→ What is asked: All records should be reproduced verbatim.

Coordinate annotation records:
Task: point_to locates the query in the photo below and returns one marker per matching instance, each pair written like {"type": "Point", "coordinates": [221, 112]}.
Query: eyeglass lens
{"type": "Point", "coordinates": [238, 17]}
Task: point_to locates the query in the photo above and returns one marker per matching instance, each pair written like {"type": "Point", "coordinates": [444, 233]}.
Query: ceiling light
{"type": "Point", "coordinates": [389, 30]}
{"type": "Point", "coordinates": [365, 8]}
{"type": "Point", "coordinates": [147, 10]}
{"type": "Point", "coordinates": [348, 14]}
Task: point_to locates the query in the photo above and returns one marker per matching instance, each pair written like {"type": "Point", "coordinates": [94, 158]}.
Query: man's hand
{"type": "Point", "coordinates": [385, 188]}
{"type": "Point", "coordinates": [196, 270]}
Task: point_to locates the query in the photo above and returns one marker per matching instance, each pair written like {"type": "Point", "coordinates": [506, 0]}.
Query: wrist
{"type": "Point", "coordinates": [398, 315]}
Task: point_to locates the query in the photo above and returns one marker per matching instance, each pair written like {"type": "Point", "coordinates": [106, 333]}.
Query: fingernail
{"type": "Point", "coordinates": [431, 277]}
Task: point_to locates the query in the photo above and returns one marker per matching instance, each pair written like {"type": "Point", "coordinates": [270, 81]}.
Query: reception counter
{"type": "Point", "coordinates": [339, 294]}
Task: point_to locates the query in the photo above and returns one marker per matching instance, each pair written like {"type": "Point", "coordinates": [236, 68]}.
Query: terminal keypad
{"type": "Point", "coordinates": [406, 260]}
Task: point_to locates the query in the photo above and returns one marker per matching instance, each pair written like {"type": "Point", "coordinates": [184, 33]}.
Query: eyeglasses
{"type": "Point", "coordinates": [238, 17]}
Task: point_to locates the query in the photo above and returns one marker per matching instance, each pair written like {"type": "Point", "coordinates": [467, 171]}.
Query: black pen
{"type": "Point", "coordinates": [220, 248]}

→ The output:
Task: point_to locates the query in the photo below and returns one marker per matching instance, each pair written like {"type": "Point", "coordinates": [221, 112]}.
Query: eyeglass lens
{"type": "Point", "coordinates": [238, 17]}
Task: point_to locates the query in the photo above and returns one marker per matching instance, each pair written like {"type": "Point", "coordinates": [444, 233]}.
Query: ceiling light
{"type": "Point", "coordinates": [389, 30]}
{"type": "Point", "coordinates": [365, 8]}
{"type": "Point", "coordinates": [147, 10]}
{"type": "Point", "coordinates": [348, 14]}
Task: point_to locates the query in the photo above and returns one marker per matching instance, each pair written like {"type": "Point", "coordinates": [94, 158]}.
Query: man's hand
{"type": "Point", "coordinates": [385, 188]}
{"type": "Point", "coordinates": [196, 270]}
Task: point_to locates the query in the photo above and returns one marker per matching instance, each pair written like {"type": "Point", "coordinates": [506, 0]}.
Query: wrist
{"type": "Point", "coordinates": [398, 315]}
Task: point_to locates the query in the photo above and returns one marker per matching instance, each pair written like {"type": "Point", "coordinates": [106, 333]}.
Query: fingernail
{"type": "Point", "coordinates": [431, 277]}
Task: point_to locates the query in the photo above and returns one marker per matching instance, each pair written like {"type": "Point", "coordinates": [270, 81]}.
Query: reception counter
{"type": "Point", "coordinates": [339, 294]}
Task: point_to locates the query in the photo above and returns one marker per matching instance, each pair written like {"type": "Point", "coordinates": [236, 68]}.
Query: terminal keypad
{"type": "Point", "coordinates": [406, 260]}
Task: point_to locates the query in the photo above and returns one marker per matching instance, each pair written like {"type": "Point", "coordinates": [184, 33]}.
Query: eyeglasses
{"type": "Point", "coordinates": [238, 17]}
Task: point_to locates the query in the photo above and returns one marker per matching instance, each pair written like {"type": "Point", "coordinates": [467, 171]}.
Query: black pen
{"type": "Point", "coordinates": [220, 248]}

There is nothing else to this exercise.